• Aim of the task:
Rewrite every line of the material below, raising both numbers in each coordinate pair by 86 and keeping all other wording unchanged.

• Raw data:
+++++
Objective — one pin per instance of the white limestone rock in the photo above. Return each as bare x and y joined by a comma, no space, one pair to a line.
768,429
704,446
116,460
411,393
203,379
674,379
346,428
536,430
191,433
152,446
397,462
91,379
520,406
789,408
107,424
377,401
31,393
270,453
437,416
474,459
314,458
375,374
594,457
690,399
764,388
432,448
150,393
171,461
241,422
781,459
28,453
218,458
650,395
+++++
• Written response:
Objective — one pin per instance of the white limestone rock in the photo above. Return each as bare x and y joined by a comma, no space, one pair to a line.
854,515
790,532
202,546
497,479
289,465
760,465
432,514
622,516
277,519
238,532
483,548
177,465
606,492
875,494
193,510
463,487
117,479
356,539
523,502
560,545
400,544
461,460
680,543
776,485
850,474
518,534
236,479
257,547
327,508
867,545
114,539
304,544
736,481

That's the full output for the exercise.